#### Goal of the exercise
Extract the listing in its entirety, keeping each line identical to the original.

#### Given entries
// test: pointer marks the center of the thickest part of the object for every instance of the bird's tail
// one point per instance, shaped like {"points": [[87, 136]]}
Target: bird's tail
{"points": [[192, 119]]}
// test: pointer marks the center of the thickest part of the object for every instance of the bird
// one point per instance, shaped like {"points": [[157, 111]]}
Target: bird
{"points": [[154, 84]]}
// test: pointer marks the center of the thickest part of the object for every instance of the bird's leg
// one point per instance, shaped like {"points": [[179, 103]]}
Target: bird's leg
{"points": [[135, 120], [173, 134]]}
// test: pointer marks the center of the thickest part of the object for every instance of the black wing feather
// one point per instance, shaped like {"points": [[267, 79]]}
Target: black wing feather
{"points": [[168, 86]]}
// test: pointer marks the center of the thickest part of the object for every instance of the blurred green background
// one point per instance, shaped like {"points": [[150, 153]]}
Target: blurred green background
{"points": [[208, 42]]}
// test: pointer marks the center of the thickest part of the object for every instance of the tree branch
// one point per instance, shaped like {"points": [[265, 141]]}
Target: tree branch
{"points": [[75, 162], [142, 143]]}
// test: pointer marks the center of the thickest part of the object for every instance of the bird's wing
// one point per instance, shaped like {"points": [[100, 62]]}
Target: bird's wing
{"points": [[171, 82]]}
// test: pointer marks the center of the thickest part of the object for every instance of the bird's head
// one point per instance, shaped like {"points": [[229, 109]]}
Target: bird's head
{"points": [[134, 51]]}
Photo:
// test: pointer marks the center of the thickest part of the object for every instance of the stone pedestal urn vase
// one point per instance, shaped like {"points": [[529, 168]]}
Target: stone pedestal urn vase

#### Exercise answer
// test: pointer marks the center of the thickest part of the object for every instance of the bird's tail
// one point per instance, shaped like {"points": [[87, 136]]}
Target: bird's tail
{"points": [[192, 119]]}
// test: pointer marks the center of the thickest part of the object for every instance of the bird
// one point per instance, shaped like {"points": [[157, 111]]}
Target: bird
{"points": [[154, 84]]}
// test: pointer marks the center of the thickest part of the object for every instance of the bird's leg
// one point per instance, shaped like {"points": [[179, 103]]}
Target: bird's leg
{"points": [[135, 120], [173, 134]]}
// test: pointer marks the center of the thickest part of the object for every instance of the black wing feather
// one point per instance, shaped like {"points": [[267, 79]]}
Target: black wing feather
{"points": [[168, 86]]}
// test: pointer marks the center of the thickest part of the object for every instance of the blurred green background
// one point per instance, shaped like {"points": [[150, 153]]}
Target: blurred green background
{"points": [[208, 42]]}
// test: pointer marks the center of the thickest part of the object for every instance of the tree branch
// one point per instance, shaped like {"points": [[265, 141]]}
Target: tree branch
{"points": [[75, 162], [142, 143]]}
// test: pointer marks the center of the thickest part of the object for every instance of the bird's wing
// one point per instance, shaped like {"points": [[100, 62]]}
Target: bird's wing
{"points": [[171, 82]]}
// test: pointer marks the center of the thickest part of the object for every instance of the bird's head
// one point per instance, shaped like {"points": [[229, 109]]}
Target: bird's head
{"points": [[134, 51]]}
Photo:
// test: pointer marks the center of the thickest part of the object for every instance of the stone pedestal urn vase
// one point per instance, shaped like {"points": [[529, 168]]}
Target: stone pedestal urn vase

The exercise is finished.